Copy the lines word for word, starting at the line containing "of the jacket" and ending at the line containing "pixel 493 434".

------------------------------------

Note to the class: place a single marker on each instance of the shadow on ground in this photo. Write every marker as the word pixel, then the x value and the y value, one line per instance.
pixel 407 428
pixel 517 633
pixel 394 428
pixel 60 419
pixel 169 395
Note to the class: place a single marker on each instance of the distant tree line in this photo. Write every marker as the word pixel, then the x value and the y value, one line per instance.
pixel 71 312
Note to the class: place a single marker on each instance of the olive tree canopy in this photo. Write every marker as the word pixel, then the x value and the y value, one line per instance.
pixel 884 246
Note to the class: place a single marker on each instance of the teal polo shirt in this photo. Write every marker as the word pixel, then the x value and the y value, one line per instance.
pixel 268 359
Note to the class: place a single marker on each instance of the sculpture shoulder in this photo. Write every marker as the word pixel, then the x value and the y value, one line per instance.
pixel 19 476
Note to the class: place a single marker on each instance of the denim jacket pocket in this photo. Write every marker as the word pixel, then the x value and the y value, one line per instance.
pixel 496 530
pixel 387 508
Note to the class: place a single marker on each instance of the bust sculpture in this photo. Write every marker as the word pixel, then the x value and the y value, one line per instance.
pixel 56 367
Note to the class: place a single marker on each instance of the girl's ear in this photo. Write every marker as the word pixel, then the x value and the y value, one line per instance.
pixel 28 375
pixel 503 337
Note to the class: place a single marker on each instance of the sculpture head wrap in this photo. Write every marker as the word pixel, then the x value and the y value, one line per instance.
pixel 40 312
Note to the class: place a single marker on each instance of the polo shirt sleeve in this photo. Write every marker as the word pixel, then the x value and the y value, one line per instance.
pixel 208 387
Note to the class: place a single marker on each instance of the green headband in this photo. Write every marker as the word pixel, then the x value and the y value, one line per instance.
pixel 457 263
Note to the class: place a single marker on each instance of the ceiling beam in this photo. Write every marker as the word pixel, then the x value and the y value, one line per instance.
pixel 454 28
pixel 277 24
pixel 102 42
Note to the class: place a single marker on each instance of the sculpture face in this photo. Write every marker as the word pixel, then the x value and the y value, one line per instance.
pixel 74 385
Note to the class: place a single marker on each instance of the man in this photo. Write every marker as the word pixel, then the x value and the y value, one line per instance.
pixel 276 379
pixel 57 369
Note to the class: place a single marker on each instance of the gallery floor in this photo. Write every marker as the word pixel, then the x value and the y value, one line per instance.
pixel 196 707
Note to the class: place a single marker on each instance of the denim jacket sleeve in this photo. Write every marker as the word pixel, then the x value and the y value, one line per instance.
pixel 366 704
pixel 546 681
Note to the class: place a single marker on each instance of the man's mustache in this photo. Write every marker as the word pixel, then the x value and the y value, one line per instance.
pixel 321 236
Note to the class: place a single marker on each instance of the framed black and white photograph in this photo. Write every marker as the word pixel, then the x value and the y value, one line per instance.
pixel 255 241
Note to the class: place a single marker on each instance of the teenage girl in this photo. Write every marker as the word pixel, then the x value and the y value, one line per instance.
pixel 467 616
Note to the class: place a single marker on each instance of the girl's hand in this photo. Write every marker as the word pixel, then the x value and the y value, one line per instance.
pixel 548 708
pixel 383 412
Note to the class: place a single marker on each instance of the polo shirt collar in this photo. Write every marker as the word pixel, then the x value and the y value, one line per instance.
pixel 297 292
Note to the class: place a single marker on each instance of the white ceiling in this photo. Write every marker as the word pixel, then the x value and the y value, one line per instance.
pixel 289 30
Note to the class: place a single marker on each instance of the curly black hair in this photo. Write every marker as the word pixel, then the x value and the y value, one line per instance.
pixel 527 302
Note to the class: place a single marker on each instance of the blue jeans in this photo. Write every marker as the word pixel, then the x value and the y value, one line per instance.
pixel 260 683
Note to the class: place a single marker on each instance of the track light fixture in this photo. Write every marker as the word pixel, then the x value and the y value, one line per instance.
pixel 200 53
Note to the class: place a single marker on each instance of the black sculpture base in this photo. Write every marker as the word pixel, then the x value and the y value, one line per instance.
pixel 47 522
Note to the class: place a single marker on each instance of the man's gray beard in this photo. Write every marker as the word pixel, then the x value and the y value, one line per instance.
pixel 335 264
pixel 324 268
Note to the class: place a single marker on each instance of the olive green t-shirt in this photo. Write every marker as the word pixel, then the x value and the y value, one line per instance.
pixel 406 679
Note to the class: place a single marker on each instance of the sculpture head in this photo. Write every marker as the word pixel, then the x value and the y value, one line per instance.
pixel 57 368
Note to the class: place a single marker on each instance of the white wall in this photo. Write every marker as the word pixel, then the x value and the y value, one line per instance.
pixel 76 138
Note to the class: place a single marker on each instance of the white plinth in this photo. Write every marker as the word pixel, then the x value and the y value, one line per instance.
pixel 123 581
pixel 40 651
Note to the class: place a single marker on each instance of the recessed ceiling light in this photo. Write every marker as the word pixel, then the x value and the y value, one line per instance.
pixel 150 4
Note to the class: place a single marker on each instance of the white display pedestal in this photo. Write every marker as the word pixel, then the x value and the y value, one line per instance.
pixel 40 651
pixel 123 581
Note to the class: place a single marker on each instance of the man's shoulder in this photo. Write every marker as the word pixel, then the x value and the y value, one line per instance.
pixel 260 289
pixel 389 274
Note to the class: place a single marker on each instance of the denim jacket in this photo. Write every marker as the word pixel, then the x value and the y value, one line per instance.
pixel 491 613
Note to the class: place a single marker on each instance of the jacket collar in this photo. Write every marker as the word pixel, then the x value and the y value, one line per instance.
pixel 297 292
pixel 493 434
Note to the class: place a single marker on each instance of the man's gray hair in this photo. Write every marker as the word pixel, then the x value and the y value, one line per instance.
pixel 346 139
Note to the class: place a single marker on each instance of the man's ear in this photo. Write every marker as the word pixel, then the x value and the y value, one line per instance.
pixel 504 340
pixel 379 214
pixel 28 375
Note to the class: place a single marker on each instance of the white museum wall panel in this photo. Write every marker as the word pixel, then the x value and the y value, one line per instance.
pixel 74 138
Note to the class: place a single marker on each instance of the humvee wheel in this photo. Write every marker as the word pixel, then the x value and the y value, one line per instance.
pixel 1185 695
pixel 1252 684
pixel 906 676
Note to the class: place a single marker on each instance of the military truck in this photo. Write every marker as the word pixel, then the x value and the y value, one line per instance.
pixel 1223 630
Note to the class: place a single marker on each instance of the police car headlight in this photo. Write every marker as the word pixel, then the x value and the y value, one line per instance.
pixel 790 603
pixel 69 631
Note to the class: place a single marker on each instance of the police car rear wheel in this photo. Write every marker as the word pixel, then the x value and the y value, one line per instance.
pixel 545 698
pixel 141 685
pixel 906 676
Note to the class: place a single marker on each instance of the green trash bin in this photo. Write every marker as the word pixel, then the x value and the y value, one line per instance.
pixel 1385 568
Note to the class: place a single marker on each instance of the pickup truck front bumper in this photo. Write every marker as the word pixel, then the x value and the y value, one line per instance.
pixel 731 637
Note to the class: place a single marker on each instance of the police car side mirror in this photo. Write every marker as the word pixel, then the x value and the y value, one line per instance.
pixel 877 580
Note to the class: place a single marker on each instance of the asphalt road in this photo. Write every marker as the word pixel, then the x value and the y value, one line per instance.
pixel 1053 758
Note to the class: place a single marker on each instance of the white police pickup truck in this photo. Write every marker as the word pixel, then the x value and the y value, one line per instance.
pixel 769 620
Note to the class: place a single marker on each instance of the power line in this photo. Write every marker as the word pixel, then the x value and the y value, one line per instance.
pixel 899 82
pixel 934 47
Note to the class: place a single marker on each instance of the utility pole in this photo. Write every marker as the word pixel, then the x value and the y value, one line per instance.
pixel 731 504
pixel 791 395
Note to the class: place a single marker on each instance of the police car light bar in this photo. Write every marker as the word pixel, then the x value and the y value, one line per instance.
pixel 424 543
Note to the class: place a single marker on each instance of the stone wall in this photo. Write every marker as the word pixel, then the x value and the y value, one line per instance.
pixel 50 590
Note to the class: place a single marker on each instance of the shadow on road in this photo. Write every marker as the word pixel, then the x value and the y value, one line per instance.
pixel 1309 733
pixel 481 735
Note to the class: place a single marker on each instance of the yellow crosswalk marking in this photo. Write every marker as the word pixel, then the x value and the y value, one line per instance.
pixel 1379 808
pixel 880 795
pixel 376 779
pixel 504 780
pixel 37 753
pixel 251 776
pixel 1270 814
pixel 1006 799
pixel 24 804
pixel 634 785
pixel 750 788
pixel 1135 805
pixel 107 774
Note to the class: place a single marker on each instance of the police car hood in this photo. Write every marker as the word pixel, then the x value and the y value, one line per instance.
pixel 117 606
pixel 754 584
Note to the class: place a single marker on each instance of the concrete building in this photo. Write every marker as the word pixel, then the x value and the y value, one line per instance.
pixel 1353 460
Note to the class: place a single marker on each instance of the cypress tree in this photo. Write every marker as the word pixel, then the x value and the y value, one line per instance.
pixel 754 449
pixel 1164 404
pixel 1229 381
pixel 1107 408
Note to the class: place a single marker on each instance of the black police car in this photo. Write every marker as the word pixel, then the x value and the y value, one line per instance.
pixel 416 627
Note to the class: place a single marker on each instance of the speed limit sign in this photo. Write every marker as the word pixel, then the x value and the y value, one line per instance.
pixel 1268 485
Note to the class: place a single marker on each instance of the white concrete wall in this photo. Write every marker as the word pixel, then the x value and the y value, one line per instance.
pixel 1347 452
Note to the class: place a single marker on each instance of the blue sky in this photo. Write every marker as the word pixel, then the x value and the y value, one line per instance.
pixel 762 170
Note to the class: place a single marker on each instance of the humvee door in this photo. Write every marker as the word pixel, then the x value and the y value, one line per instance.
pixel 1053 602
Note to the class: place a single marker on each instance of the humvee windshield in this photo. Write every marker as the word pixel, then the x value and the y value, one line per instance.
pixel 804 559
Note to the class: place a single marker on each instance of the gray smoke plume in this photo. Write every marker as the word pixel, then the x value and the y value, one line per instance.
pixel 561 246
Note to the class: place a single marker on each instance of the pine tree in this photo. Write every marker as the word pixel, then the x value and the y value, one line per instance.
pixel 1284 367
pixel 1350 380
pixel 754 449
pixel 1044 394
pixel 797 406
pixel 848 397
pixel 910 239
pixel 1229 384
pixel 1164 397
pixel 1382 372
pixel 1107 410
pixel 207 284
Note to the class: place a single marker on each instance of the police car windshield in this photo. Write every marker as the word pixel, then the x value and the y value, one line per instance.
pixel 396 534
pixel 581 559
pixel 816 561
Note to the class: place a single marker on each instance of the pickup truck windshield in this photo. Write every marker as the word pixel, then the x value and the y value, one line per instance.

------------------------------------

= Task response =
Note to the class: place a single marker on each instance of the jacket collar in this photo. Write every marker as the word pixel, then the x value and the y value, one line per instance.
pixel 297 292
pixel 493 434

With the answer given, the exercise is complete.